A Itália, que mal saiu de uma crise política e sangrou quase até a morte por causa do vírus, enfrenta tempos muito difíceis. A Grécia, depois de dez anos de uma austeridade terrível, mal pôs a cabeça fora da água, e o coronavírus já a prolonga. Portugal se encontra na mesma situação: há dez anos o país havia chegado ao fundo do abismo. Conseguiu reerguer-se graças ao turismo e aos aposentados ingleses. E agora está em situação difícil novamente.
A Espanha acumula as desgraças: 24.824 mortes, afirmam dados oficiais. “Muito mais, os senhores mentem, a sua gestão tem sido catastrófica”, disse a oposição. Máscaras com defeito, a falta de milhares de testes, escamoteação na questão do confinamento (em suma, igual à França, só que pior).

_Tarefa proposta_:
Reproduza sem alterações tudo o que vai de "A Itália, que" até "só que pior)." no texto de origem. Baseie-se somente no texto de origem.

_Material de apoio_:
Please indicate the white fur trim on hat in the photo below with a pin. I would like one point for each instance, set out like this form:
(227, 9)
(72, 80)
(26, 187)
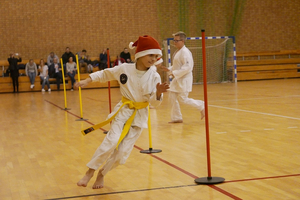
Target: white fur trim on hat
(131, 45)
(160, 60)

_Resposta abaixo_:
A Itália, que mal saiu de uma crise política e sangrou quase até a morte por causa do vírus, enfrenta tempos muito difíceis. A Grécia, depois de dez anos de uma austeridade terrível, mal pôs a cabeça fora da água, e o coronavírus já a prolonga. Portugal se encontra na mesma situação: há dez anos o país havia chegado ao fundo do abismo. Conseguiu reerguer-se graças ao turismo e aos aposentados ingleses. E agora está em situação difícil novamente.
A Espanha acumula as desgraças: 24.824 mortes, afirmam dados oficiais. “Muito mais, os senhores mentem, a sua gestão tem sido catastrófica”, disse a oposição. Máscaras com defeito, a falta de milhares de testes, escamoteação na questão do confinamento (em suma, igual à França, só que pior).